À faire
• a. Répondez à ces questions sur le fil consacré à l'installation de Gentoo :
(i) Quel modèle de processeur équipe le nouveau portable de Gubluck ?
(ii) Quelle erreur le kernel panic renvoyait-il au démarrage ?
(iii) Sur quelle distribution Gubluck craint-il de devoir rester ?
• b. Énumérez toutes les options que Gubluck dit avoir essayé d'appliquer pour régler le kernel panic, d'après le fil consacré à l'installation de Gentoo.
• c. Rédigez la suite du fil consacré à l'installation de Gentoo, en reprenant juste après son dernier passage.

Texte fourni
=-=-=-=-=

# [Installation] Gentoo + Double Coeur, multithread ...?

## Gubluck

Il y a de cela plusieurs jours j'ai tenté une installation sur mon new Pc Portable qui est un Amd64 Turion X2 (Double coeur donc).

L'installation n'a pas posé de problème, mais lors du boot j'avais un beau kernel panic qui me retourné une erreur de IO Scheduler.

J'ai tenté d'appliquer les options Noapic, nolapic, apic, lapic ... Bref j'ai tout tenté mais rien n'y a fait. Par manque de temps et pour cause de déménagement j'ai dû me rabbatre sur une autre distro qui a fonctionné :s

Mais now j'aimerai réussir cette installation, aprés m'être documenté un peu tout est confus et j'espere que quelqu'un pourra m'éclairer :

Mon Dual Core nécessite que je choisisse le noyau SMP à l'install de la Gentoo ?

Dans la config du noyau je dois choisir le support pour plusieurs processeurs, ou pour MultiThread comme le dit la Doc (La je pense pas me tromper, vu que la doc le dis  :Smile: ).

Donc déja une interrogation au niveau du noyau, et ensuite ? Devrais-je passer certaines options au Grub, ou faire quoi que ce soit pour le support APIC ? J'ai pas tout compris à ce niveau là; d'autres choses à emerger pour que le DualCore marche ?!

En fait, si quelqu'un pouvait m'aguiller pour l'install d'une Gentoo avec un DualCore cela m'aiderait grandement car même avec de multiples recherches autour de SMP, MultiThreading, DualCore ... je n'ai pas grand chose qui m'aide, et ce même en ayant cherché sur Google, les différents Forum Gentoo, que ce soit Francais ou Anglais, mais peut-être que quelques chose m'a échappé ...

J'espère que ce foutu DualCore ne vas pas m'obliger à rester sur Ubuntu  :Sad: 

Merci d'avance à celui qui lira ce post "semi-pavesque" et qui pourra y répondre ^^

----------

## anigel

Bonjour,

 *Gubluck wrote:*   

> Il y a de cela plusieurs jours j'ai tenté une installation sur mon new Pc Portable qui est un Amd64 Turion X2 (Double coeur donc).

=-=-=-=-=

Lignes affichées
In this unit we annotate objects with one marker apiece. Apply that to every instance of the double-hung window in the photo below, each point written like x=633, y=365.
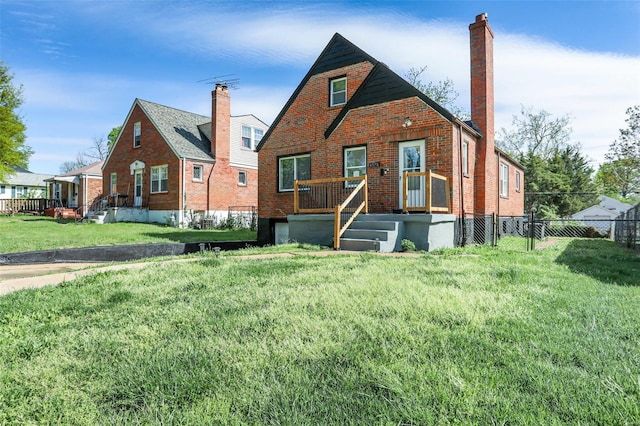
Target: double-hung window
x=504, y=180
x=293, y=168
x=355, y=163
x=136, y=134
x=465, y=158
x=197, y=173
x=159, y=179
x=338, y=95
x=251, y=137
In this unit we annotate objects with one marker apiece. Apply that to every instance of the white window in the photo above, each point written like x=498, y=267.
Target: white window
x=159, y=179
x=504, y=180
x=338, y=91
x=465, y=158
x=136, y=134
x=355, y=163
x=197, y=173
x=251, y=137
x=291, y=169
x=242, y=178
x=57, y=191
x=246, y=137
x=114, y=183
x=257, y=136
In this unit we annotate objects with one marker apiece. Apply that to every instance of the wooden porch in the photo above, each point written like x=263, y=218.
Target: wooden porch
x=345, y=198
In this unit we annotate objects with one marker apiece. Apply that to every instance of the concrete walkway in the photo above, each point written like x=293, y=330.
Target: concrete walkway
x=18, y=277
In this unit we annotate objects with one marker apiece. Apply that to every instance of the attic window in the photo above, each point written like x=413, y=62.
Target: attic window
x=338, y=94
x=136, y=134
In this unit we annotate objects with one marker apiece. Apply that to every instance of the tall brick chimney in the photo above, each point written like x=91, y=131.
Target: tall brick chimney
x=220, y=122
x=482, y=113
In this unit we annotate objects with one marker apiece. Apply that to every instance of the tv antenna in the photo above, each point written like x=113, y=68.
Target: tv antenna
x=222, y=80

=-=-=-=-=

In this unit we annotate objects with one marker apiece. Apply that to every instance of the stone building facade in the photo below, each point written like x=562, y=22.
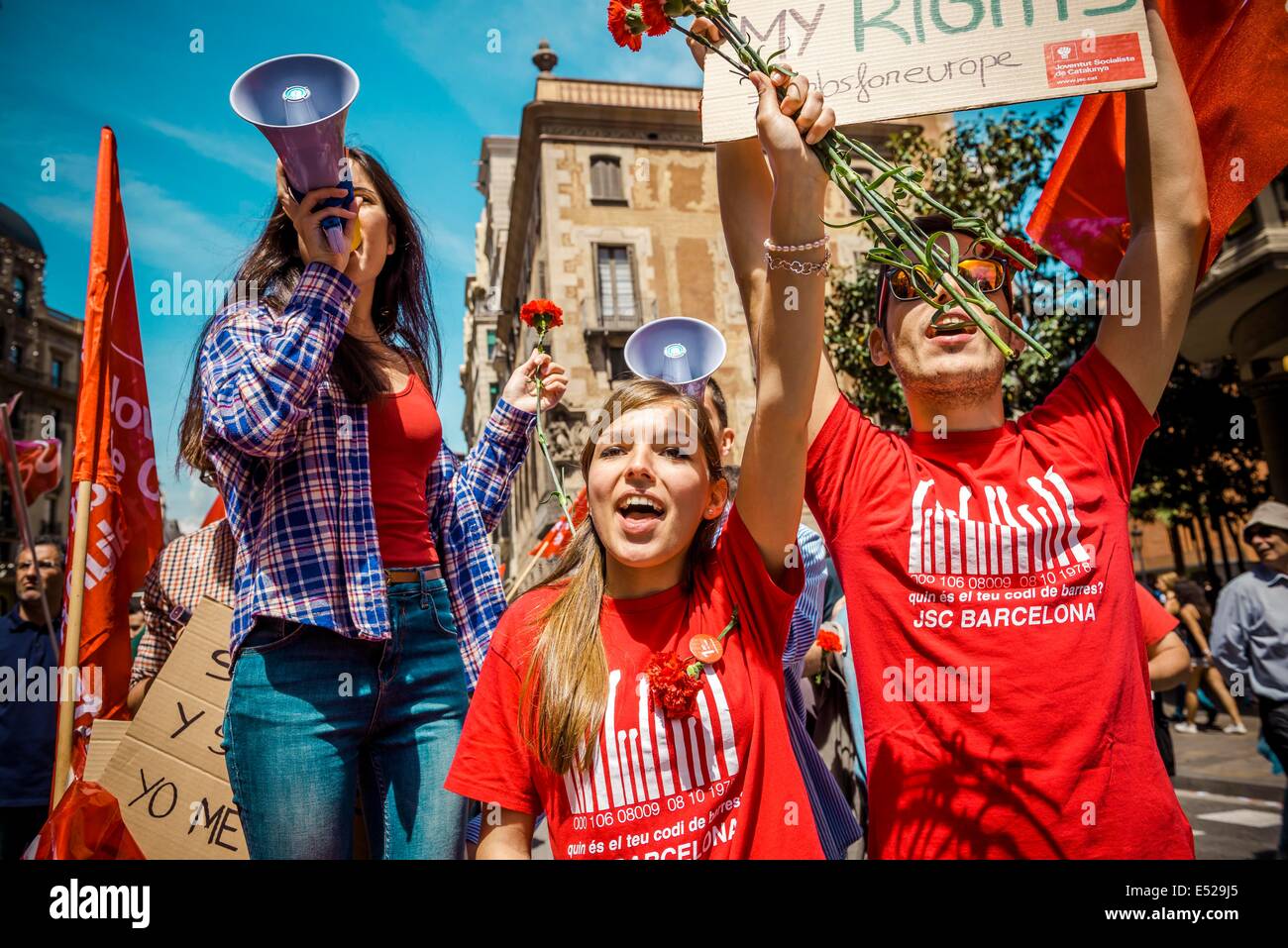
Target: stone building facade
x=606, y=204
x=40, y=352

=-=-=-=-=

Réponses
• a.
(i) Un Amd64 Turion X2.
(ii) Une erreur de IO Scheduler.
(iii) Ubuntu.

• b. Noapic, nolapic, apic, lapic

• c.
> 
> L'installation n'a pas posé de problème, mais lors du boot j'avais un beau kernel panic qui me retourné une erreur de IO Scheduler.

 

Le "IO Scheduler", c'est l'ordonnanceur des entrées / sorties sur disque. Il y en a actuellement 3 proposés dans le noyau, et il faut au moins en compiler un pour éviter les ennuis. Pour un portable, je te suggère le 3ème de la liste. Sinon... Ben je ne sais pas ce qui se passe, puisqu'il ne m'est jamais venu à l'idée de tenter de booter sans. Mais il semble logique qu'il faille en mettre au moins un. C'est probablement ça qui provoquait ton kernel panic.

 *Gubluck wrote:*   

> Mon Dual Core nécessite que je choisisse le noyau SMP à l'install de la Gentoo ?

 

A priori ça n'est pas obligatoire, ça doit marcher sans. Mais ce serait dommage de s'en priver, non ?  :Wink: 

 *Gubluck wrote:*   

> Dans la config du noyau je dois choisir le support pour plusieurs processeurs, ou pour MultiThread comme le dit la Doc (La je pense pas me tromper, vu que la doc le dis ).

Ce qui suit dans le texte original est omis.